DATA FOR THE TASK section start

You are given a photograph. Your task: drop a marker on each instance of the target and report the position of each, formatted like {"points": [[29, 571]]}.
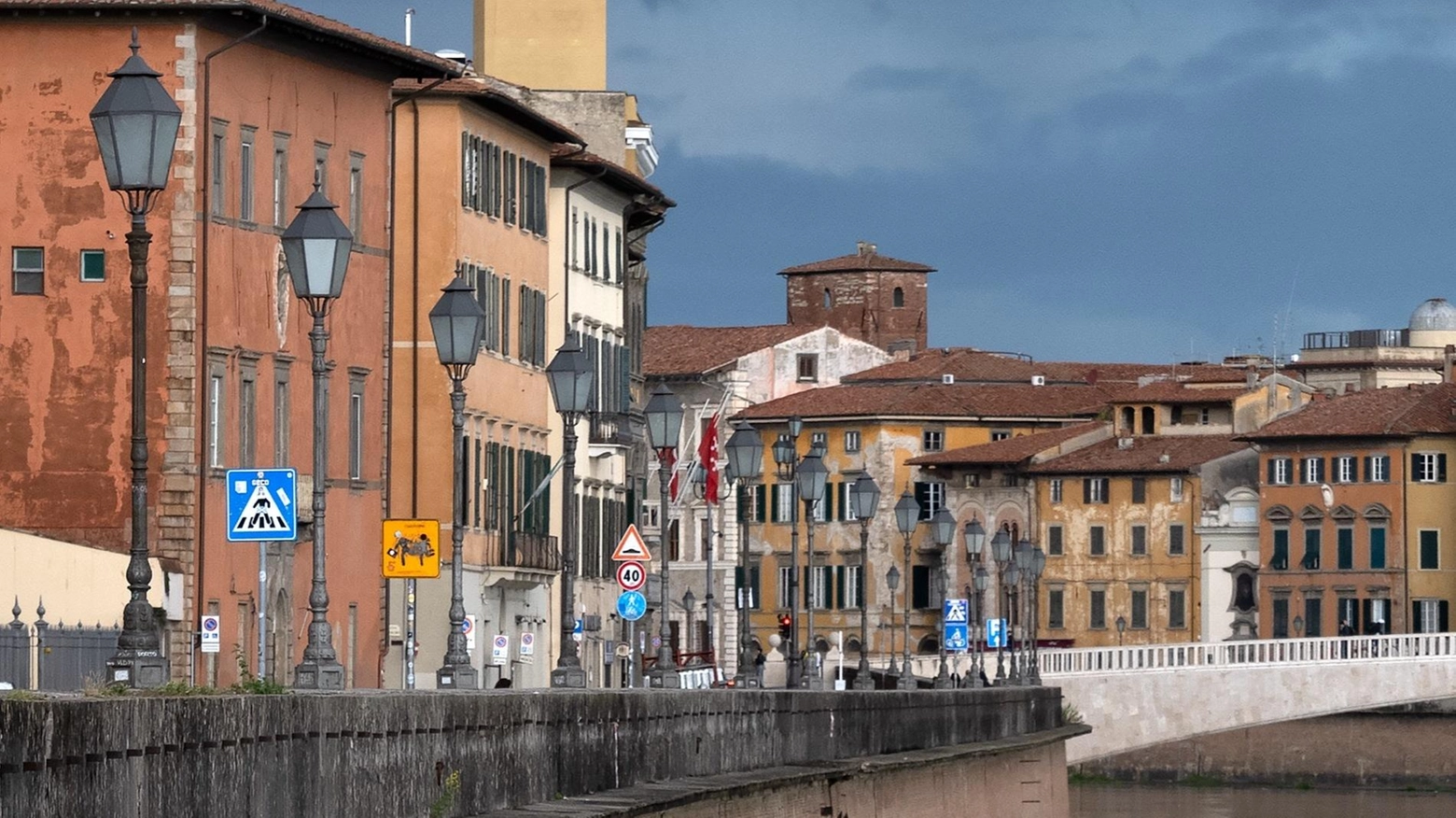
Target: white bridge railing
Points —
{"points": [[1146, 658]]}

DATA FOR THE TASK section end
DATA FOR THE TASK section start

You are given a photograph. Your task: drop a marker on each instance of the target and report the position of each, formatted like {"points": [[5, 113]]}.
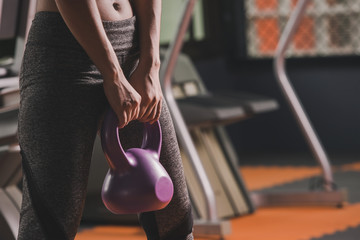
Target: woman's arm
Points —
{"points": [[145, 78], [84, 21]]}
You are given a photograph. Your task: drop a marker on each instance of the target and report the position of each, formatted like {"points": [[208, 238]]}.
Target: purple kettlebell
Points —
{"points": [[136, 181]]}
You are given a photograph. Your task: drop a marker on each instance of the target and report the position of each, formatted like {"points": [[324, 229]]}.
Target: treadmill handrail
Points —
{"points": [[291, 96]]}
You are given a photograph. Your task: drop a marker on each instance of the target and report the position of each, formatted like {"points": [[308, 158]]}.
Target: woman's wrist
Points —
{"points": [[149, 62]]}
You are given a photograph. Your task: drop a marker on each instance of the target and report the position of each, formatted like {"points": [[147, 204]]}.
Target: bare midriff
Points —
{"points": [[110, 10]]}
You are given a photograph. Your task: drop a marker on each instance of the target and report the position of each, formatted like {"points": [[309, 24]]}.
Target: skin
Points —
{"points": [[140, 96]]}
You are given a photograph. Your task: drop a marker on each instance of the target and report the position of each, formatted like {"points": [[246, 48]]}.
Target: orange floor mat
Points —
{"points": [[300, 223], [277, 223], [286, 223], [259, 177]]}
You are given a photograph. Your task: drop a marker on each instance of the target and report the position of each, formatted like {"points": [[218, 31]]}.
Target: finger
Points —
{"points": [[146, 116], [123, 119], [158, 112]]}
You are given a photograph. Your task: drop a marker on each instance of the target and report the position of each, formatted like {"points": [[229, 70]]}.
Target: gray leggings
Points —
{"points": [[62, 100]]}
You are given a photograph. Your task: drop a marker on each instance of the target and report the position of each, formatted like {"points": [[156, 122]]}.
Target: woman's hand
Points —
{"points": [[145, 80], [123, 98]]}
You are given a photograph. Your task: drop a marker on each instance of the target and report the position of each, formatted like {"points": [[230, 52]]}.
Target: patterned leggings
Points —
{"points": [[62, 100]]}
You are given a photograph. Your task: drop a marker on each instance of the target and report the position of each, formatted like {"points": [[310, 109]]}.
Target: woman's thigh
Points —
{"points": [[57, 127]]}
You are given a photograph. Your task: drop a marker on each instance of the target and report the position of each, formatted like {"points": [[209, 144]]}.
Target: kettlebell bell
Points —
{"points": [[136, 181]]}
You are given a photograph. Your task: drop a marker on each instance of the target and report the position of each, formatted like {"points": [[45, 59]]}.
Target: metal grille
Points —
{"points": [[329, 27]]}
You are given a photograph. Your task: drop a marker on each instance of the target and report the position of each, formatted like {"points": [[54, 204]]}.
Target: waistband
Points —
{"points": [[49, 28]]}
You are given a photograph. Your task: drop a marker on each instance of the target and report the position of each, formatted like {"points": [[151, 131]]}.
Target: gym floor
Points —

DATA FOR THE TASK section end

> _EXERCISE_
Take each line above that holds the string "kettlebell" and copy it.

> _TASK RESULT_
Target: purple kettlebell
Target: kettlebell bell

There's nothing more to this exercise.